EXCERPT –
++++++++

>> Wednesday, July 30, 2008

Alright. Here's irony for you. Real, honest-to-goodness irony, not the kind of ersatz irony you have in that (increasingly ancient) Alanis Morissette song. (You do know, don't you, that as time goes on people like myself will look increasingly dated by referencing "Ironic" as an example of something that, ironically enough, doesn't have a whole lot to do with irony? I have, I kid you not, represented alleged juvenile delinquents who were born the year that album came out--1995, I checked. Kid you not.)

Anyway, the irony:

Picture, for yourself, a Wiccan, an earnest practitioner of that "ancient" (but not really) faith. She's had a run of good luck, so she does what many religious types do when they're feeling blessed--some folks might say a little prayer, make a little offering; our Wiccan attempts to perform a good-luck ritual involving candles, incense, a cemetery, and a set of swords.

You see where this is going?

Yep, stabbed herself in the foot.

++++++++

TO BE DONE –
a. Name every item the blog post says the Wiccan's good-luck ritual involved.
b. According to the blog post, in what year did the album with "Ironic" come out?
c. Extend the blog post about the Wiccan's good-luck ritual, starting after its final sentence.
The records that follow have no connection to the blog post.

DATASET EXTRACT –
++++++++

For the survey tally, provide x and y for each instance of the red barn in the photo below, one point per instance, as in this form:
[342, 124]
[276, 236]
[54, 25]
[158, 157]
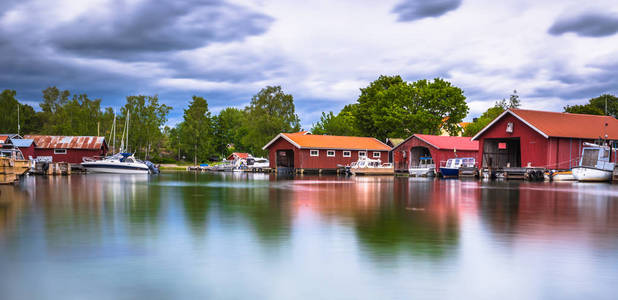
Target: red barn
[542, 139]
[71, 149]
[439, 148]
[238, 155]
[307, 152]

++++++++

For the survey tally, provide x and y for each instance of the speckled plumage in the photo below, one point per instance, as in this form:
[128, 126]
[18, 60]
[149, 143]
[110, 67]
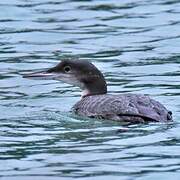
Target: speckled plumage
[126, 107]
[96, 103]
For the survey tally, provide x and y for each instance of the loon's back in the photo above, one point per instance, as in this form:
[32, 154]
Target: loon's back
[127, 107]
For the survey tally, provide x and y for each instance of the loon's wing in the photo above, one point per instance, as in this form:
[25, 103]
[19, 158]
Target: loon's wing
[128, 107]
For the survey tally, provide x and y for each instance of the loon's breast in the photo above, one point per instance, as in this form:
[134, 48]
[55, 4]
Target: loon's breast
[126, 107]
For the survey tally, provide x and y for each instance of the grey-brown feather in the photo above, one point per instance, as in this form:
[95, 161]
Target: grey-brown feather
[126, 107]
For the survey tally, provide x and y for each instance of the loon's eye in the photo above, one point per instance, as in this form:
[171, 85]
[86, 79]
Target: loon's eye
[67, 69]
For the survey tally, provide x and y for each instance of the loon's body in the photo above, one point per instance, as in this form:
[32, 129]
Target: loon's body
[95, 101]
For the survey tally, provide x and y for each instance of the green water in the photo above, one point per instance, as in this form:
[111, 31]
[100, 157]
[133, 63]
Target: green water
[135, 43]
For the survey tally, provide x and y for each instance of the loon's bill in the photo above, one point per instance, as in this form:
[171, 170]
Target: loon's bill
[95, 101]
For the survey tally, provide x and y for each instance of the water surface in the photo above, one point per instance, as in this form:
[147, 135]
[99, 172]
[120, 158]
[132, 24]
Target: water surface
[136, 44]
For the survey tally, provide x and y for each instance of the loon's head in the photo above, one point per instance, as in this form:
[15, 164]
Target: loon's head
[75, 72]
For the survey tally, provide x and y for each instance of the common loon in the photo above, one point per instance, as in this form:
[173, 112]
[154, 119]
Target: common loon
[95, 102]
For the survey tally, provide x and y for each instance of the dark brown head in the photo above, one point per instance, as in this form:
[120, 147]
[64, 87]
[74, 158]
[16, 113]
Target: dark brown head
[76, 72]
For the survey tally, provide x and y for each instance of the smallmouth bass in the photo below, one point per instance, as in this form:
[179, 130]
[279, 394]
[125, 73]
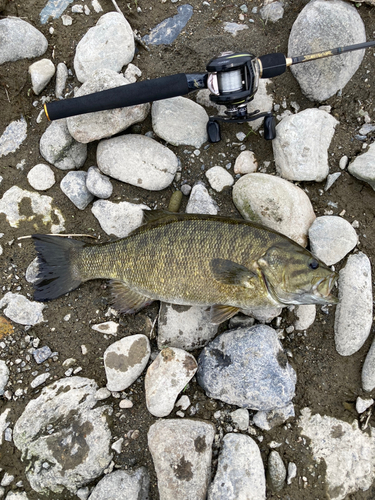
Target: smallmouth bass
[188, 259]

++++++++

TASK-BY-TASK ANSWERS –
a. Candles, incense, a cemetery, and a set of swords.

b. 1995.

c.
No, I'm not making this up. (Are you kidding? If I made this up, you'd never believe me. Hell, I'd never believe me. I can picture myself deleting the section from a National Novel Writing Month venture or somesuch: "This scene where she stabs herself in the foot during the good luck blessing is too much, nobody's gonna buy this shit." People get on Charles Dickens for his "contrivances" all the time, but guess what: that's right, crap like this happens all the time.)

Let us close out this scene from tonight's episode of The Irony Zone with this delicious bit of understatement:

"It wasn't the first time I performed the ritual, but it was the first time I put a sword through my foot," she [our hapless Wiccan] said.

Well, see, you can feel lucky you don't do this every time.

I guess.


John the Scientist Wednesday, July 30, 2008 at 8:38:00 AM EDT  

OK,I am religious, but I tend to agree with Heinlein's view that the religion of your fathers is a religion, and any new one you join is a cult. In this case, a silly New Age cult.

People who seriously believe that a "religion" that died out nearly two thousand years ago has any relevance to their lives, and who are anti-rational enough to beoieve in magic crystals, etc. are not logical enough to be trusted with a steak knife, let alone swords.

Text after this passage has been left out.